▸ **Work instructions**: Switch each occurrence of "Objective" in the entries below to "Goal" and reproduce every line otherwise unchanged.

▸ **Supplied data**:
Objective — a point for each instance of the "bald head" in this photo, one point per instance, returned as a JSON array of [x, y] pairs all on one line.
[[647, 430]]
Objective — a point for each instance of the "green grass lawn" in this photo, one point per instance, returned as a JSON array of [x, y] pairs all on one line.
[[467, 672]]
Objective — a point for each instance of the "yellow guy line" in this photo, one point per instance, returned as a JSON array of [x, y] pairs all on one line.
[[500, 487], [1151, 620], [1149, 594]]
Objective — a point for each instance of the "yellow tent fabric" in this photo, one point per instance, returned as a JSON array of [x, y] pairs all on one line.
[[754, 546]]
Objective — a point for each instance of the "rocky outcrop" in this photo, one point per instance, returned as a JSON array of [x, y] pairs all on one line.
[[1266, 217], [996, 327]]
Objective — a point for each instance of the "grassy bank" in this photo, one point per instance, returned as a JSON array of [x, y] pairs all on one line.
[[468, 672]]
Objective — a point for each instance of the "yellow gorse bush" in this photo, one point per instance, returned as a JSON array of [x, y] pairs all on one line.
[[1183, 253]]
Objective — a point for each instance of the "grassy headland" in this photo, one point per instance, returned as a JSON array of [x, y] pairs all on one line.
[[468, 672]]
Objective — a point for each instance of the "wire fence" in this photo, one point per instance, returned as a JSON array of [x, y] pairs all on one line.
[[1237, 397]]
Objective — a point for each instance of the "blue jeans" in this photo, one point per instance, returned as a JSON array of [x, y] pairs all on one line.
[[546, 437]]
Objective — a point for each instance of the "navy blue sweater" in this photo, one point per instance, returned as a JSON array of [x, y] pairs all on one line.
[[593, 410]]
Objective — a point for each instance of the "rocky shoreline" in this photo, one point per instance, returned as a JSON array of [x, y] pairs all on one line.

▸ **Response**:
Goal — a point for each instance of the "bald head" in this photo, one point per instance, returned as a JSON array of [x, y] pairs all on one line.
[[647, 430]]
Goal — a point for each instance of the "green grass lawn" in this photo, one point per instance, returned as a JSON array of [x, y] pairs all on one line.
[[467, 672]]
Goal — a point for each instance of the "yellow guy line" in this photo, one point per instance, returned as a JSON array of [x, y] pairs all on one line.
[[500, 487], [1151, 620], [1149, 594]]
Goal — a point for each instance of the "yellow tent fabric" in this photo, one point per instance, returned as a JSON array of [x, y] pairs all on one line.
[[754, 546]]
Goal — a point for each instance of the "rocky outcrop" in this photo, one point per instance, returned as a JSON array of [x, y] pairs all on one line.
[[1266, 217], [996, 327]]
Goal — a point for each instance of the "grassy bank" in this photo, one point per instance, returned as a JSON array of [x, y] pairs all on one line.
[[468, 672]]
Goal — a point for each instance of the "yellow gorse bush" in this photo, one point per instance, returned as a JSON array of [x, y] pairs all on one line.
[[1183, 253]]
Goal — a point for each instance of the "grassy headland" in this photo, one point per instance, returned as a JSON array of [x, y] pairs all on one line.
[[468, 672]]
Goal — a point for each instance of the "wire fence" in this photo, one point per instance, returned as a JSON array of [x, y] pairs all on one line.
[[1237, 397]]
Goal — a point for each instance of the "blue jeans" in this photo, one point per instance, returned as a JSON array of [x, y] pairs all on one line.
[[546, 437]]
Goal — a point for each instance of the "navy blue sweater" in this photo, one point per instance, returned as a JSON array of [x, y] pairs all on one line.
[[593, 410]]
Goal — a point for each instance of the "rocky shoreline" in this photo, one point per instance, returned as a JSON array of [x, y] pairs all on one line.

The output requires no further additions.